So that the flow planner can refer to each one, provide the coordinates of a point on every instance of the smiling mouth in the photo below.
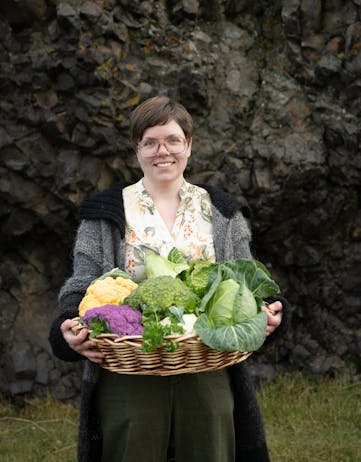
(164, 164)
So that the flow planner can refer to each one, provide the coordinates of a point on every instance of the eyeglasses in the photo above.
(150, 146)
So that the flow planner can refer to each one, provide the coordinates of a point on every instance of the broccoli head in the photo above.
(163, 292)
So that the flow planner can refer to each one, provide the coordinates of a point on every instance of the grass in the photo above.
(306, 421)
(42, 430)
(312, 421)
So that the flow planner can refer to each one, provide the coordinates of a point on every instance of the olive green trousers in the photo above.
(188, 417)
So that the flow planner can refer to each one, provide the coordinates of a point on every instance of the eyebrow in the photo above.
(177, 135)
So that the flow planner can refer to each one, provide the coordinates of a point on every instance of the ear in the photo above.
(189, 152)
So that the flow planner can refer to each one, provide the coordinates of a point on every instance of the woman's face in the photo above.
(160, 165)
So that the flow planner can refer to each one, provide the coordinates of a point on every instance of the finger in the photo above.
(67, 325)
(275, 306)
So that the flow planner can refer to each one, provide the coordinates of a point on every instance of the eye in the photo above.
(149, 143)
(174, 141)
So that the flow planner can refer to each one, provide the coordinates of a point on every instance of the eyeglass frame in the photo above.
(162, 141)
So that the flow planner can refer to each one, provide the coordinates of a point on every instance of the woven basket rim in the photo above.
(124, 355)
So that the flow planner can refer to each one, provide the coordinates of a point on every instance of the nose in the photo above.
(162, 150)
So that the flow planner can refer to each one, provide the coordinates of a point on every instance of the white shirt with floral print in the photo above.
(145, 230)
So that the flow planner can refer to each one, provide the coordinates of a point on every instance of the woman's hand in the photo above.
(80, 342)
(274, 316)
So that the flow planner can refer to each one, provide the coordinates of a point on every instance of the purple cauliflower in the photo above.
(115, 319)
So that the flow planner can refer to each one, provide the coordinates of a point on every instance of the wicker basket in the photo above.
(124, 355)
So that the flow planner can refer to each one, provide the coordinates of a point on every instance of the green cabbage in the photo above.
(230, 317)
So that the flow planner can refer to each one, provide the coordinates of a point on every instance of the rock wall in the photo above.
(275, 92)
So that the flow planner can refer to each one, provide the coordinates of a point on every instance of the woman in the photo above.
(210, 417)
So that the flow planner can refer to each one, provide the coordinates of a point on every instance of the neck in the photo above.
(166, 190)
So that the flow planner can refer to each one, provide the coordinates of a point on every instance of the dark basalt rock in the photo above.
(275, 92)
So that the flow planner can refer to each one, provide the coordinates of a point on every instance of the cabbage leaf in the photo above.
(229, 313)
(245, 336)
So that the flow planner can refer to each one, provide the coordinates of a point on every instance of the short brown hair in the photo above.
(158, 110)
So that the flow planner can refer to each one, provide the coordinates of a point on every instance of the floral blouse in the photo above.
(145, 230)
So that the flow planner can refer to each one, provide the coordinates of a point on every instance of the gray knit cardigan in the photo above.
(99, 247)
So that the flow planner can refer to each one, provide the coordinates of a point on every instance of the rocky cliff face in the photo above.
(275, 92)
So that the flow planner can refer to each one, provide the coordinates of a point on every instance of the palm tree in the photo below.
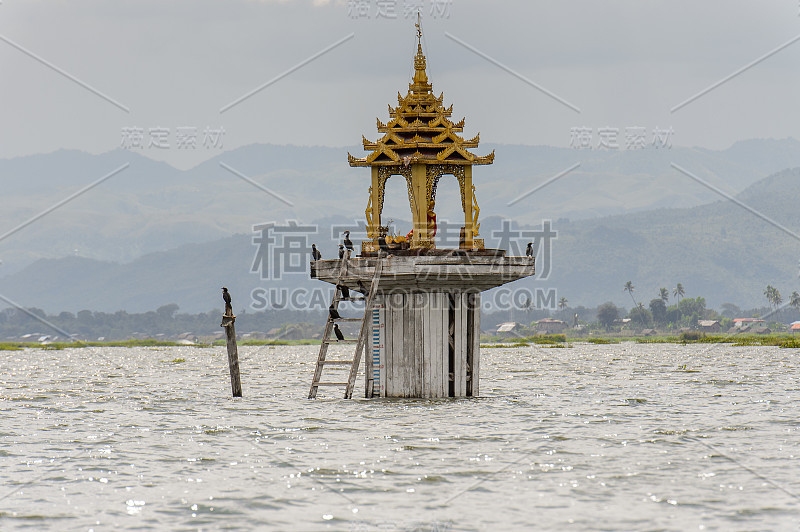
(679, 291)
(664, 295)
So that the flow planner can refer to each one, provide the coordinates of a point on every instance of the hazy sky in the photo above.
(177, 63)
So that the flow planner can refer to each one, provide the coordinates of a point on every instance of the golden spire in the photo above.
(420, 85)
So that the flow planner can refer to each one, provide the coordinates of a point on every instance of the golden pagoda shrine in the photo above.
(420, 328)
(422, 144)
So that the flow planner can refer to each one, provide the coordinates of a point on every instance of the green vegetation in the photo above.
(13, 346)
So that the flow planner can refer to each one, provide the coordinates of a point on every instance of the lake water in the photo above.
(591, 437)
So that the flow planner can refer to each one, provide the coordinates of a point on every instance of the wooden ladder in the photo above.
(362, 336)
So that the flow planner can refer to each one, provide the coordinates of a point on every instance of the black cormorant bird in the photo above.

====================

» What this task involves
Rewrite the listing from the line containing "water in the photo above." through the end of the listing, both ends included and requests kept, shifting every coordinate in the answers by adding 81 to each number.

» Solution
So that the flow planner can refer to each one, provide the coordinates of a point on every instance of the lake water in the photo above.
(672, 518)
So that the flow planner can refer to each one, provide the coordinates of a point on every instance of the wooden ladder in the photo above.
(443, 417)
So that the flow planner can refer to each one, provide the coordinates of a point on every instance of the black cormorant bird in the photo above.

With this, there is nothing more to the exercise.